• EXTRAIT PROPOSÉ:
Publié le , par Mikael Zikos

L’homme d’affaires et collectionneur belge a ouvert le CAB, à Bruxelles, en 2012. Portée par l’enthousiasme de son créateur, cette fondation devenue incontournable accueille des artistes de renommée internationale.

  Hubert Bonnet, la bonne direction
 

Votre collection et l’activité de la fondation CAB sont associées à l’art minimal. Pourquoi ce courant vous intéresse-t-il ?
Une des premières œuvres que j’ai acquise est une sculpture de Donald Judd. L’art minimal a toujours été un choix évident pour moi. Je travaille dans l’immobilier et, parallèlement à mon goût pour l’architecture, la structure et la radicalité de cet art m’ont véritablement interpellé, bousculé.
Le CAB est d’ailleurs né de votre rencontre «avec» une architecture…
C’est la découverte d’un ancien entrepôt des années 1930, dans lequel était installée la compagnie de danse contemporaine du chorégraphe Wim Vandekeybus, qui m’a donné l’envie d’ouvrir un espace d’exposition, alors même que je ne me considérais pas vraiment comme un collectionneur. J’ai rapidement constitué une équipe, avant tout familiale, et, jusqu’à ce jour, nous avons accueilli plus de trente mille visiteurs au cours de vingt-quatre expositions.

• OBJECTIF:
D'après l'extrait, quelle est l'une des premières œuvres acquises par le fondateur du CAB ? Ces items n'ont aucun lien avec l'extrait.

• ITEMS FOURNIS:

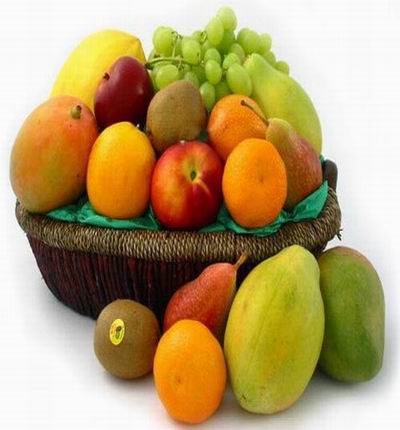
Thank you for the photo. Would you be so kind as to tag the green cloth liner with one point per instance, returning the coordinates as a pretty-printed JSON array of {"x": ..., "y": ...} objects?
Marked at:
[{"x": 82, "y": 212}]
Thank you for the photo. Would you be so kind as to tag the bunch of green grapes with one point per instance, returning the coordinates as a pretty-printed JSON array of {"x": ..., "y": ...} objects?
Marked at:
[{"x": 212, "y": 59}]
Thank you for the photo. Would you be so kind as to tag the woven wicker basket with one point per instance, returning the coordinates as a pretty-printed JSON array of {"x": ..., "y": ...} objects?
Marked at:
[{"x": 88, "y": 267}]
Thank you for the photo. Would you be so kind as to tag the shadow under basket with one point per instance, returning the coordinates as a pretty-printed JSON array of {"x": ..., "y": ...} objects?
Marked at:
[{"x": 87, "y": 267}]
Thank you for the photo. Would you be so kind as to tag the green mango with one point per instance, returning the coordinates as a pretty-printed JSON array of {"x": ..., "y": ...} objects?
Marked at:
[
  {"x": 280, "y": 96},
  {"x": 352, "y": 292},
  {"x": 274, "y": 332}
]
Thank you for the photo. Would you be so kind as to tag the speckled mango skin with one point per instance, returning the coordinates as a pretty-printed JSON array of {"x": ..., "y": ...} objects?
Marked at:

• RÉPONSE ATTENDUE:
Une sculpture de Donald Judd.